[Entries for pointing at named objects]
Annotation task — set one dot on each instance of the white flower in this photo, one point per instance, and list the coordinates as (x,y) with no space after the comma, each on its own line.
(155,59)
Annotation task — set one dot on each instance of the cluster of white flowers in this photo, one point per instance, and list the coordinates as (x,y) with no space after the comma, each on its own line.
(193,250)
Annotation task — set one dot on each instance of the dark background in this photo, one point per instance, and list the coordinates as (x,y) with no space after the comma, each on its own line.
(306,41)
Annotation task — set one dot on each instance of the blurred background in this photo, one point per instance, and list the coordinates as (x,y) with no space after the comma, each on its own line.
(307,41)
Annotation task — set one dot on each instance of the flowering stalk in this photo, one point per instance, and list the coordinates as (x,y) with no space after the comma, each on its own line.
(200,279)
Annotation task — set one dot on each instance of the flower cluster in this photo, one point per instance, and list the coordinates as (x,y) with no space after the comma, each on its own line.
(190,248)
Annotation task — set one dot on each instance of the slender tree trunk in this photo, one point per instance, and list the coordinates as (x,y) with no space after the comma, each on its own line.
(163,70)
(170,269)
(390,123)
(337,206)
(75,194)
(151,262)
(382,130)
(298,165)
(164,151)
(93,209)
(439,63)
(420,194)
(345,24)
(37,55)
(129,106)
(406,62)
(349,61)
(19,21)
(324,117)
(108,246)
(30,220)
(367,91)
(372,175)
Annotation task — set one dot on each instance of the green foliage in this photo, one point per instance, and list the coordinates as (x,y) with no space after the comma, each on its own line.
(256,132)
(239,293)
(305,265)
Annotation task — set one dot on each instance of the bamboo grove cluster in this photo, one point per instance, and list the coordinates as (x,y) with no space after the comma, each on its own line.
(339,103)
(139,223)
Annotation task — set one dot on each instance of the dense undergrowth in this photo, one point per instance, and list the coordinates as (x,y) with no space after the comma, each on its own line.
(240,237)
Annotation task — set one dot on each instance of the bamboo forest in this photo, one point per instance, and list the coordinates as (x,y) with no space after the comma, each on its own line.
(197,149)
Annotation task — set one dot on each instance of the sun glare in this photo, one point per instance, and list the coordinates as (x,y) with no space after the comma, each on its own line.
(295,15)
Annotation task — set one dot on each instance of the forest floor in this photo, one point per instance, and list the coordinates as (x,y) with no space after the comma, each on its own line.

▸ Task: Convert the lines from the one containing "the bamboo forest" through the end of the rows into a Markdown table with the columns No. and Line. Number each line in order and leave out any blank lines.

▸ Task result:
| No. | Line |
|---|---|
| 1 | Annotation task — set one dot on each instance of the bamboo forest in this photo, one point per instance, and list the coordinates as (x,y) with no space after the comma, each on its own line. |
| 2 | (197,149) |
| 3 | Annotation task — set one dot on each instance of the sun glare in this photo, one point per instance, and list the coordinates as (x,y) with no space after the comma, each on its own line. |
| 4 | (295,15) |
| 5 | Annotation task — set one dot on each instance of the forest floor in this photo, one point per instance, and list the coordinates as (x,y) with no space after the comma, each on its own line. |